* Problem to solve
Copy out the data exactly, leaving the pictures behind.

[Dataset rows on where objects appear]
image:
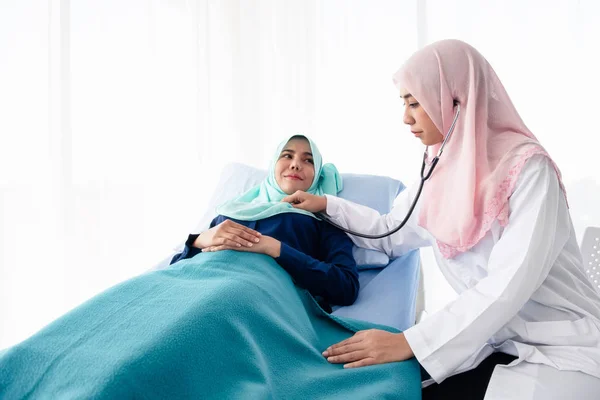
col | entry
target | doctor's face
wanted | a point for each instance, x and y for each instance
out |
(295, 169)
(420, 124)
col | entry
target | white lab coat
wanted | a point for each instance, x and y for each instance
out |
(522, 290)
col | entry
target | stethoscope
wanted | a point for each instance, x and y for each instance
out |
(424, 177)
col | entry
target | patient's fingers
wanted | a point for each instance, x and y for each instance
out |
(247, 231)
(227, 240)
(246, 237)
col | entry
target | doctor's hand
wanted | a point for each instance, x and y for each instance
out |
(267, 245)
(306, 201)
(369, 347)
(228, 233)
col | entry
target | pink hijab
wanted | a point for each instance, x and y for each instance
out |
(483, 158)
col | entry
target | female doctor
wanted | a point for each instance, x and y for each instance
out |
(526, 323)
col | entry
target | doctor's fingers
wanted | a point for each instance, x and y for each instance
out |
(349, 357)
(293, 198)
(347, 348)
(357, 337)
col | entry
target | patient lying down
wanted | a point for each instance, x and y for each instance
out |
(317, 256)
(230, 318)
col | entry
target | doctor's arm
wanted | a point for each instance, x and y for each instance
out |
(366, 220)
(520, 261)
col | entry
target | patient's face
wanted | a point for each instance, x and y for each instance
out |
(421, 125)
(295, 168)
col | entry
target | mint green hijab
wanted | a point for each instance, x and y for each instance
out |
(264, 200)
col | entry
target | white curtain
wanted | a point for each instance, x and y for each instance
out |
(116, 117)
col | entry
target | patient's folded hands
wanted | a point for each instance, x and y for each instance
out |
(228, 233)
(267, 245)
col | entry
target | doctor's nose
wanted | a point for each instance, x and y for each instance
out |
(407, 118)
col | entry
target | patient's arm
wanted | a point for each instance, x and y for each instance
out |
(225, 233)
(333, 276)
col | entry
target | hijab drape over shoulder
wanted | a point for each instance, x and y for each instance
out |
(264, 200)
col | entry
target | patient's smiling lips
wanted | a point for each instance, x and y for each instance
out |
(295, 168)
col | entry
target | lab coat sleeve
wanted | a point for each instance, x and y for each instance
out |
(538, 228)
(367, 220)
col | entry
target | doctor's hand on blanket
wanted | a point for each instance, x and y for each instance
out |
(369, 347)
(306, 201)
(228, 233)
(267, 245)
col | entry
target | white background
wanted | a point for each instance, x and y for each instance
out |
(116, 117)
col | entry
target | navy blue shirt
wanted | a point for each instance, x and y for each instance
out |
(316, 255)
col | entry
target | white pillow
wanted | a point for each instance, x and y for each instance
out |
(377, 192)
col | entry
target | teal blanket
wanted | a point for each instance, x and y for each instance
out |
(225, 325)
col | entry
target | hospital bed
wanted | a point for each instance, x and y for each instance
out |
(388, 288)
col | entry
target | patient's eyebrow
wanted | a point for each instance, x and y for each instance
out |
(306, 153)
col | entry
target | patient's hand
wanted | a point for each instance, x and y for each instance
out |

* Solution for this task
image:
col | entry
target | doctor's face
wanted | a point for each instance, x and y for each instance
out |
(295, 169)
(420, 124)
col | entry
target | white lab coat
wanted | a point for each instance, x and y for each instance
out |
(522, 290)
col | entry
target | stethoscope
wanted | a point for each instance, x and y for each instance
out |
(424, 177)
col | entry
target | patient's fingers
wanted | a point for each instance, x and y for each instance
out |
(247, 231)
(227, 240)
(246, 237)
col | entry
target | doctor's hand
wanted | a point for each instance, x and y for each instance
out |
(267, 245)
(306, 201)
(369, 347)
(228, 233)
col | entry
target | pink hijab
wanted | a point for each instance, x and y for each instance
out |
(483, 158)
col | entry
target | female doctor
wanted | a point for each instance, x and y for each instance
out |
(526, 323)
col | entry
target | doctor's fingers
wanted | a point for each instance, x and y for each instance
out |
(349, 357)
(293, 198)
(347, 348)
(357, 337)
col | entry
target | patient lying down
wanted | a point for each instance, x and y for each instance
out |
(317, 256)
(230, 318)
col | entry
target | doctor's arm
wanted | a point for each instance, x and y for each instance
out |
(366, 220)
(520, 261)
col | entry
target | patient's face
wanted | a point for each instance, x and y for each instance
out |
(421, 125)
(295, 168)
col | entry
target | mint green hijab
wanted | a point for each instance, x and y for each instance
out |
(264, 200)
col | entry
target | white curtain
wanted | a point for each instance, x and y for each instance
out |
(116, 117)
col | entry
target | patient's folded hands
wanted | a point for each instance, x and y for each instance
out |
(228, 233)
(267, 245)
col | entry
target | doctor's nose
wanted | a point for each instance, x and y for each instance
out |
(407, 118)
col | entry
target | patient's arm
wanted | a point for each instance, x and y for each instance
out |
(225, 233)
(333, 276)
col | entry
target | hijab drape over shoulder
wanted | a point for each instance, x and y for each instance
out |
(264, 200)
col | entry
target | patient's smiling lips
wanted | a point for each instance, x and y for each instance
out |
(295, 168)
col | entry
target | lab coat sleeve
wanted | a point for each instance, x and y for each instance
out |
(538, 228)
(367, 220)
col | entry
target | doctor's hand on blanket
wanted | a point for each instance, x and y for each instance
out |
(369, 347)
(306, 201)
(228, 233)
(267, 245)
col | entry
target | white background
wanted | a point for each instance, x and y for each instance
out |
(116, 117)
col | entry
target | navy blue shirt
wanted | a point for each instance, x and y for each instance
out |
(316, 255)
col | entry
target | white pillow
wanted | a point for each instance, x and y for each instance
out |
(377, 192)
col | entry
target | teal blanket
wanted | a point for each instance, x and y for each instance
out |
(225, 325)
col | entry
target | hospital bed
wanted | a point for each instance, x and y for each instance
out |
(388, 288)
col | entry
target | patient's eyebrow
wanted | a point for each instance, x and y for each instance
out |
(306, 153)
col | entry
target | patient's hand
wanted | a point for each instance, x and y for each instance
out |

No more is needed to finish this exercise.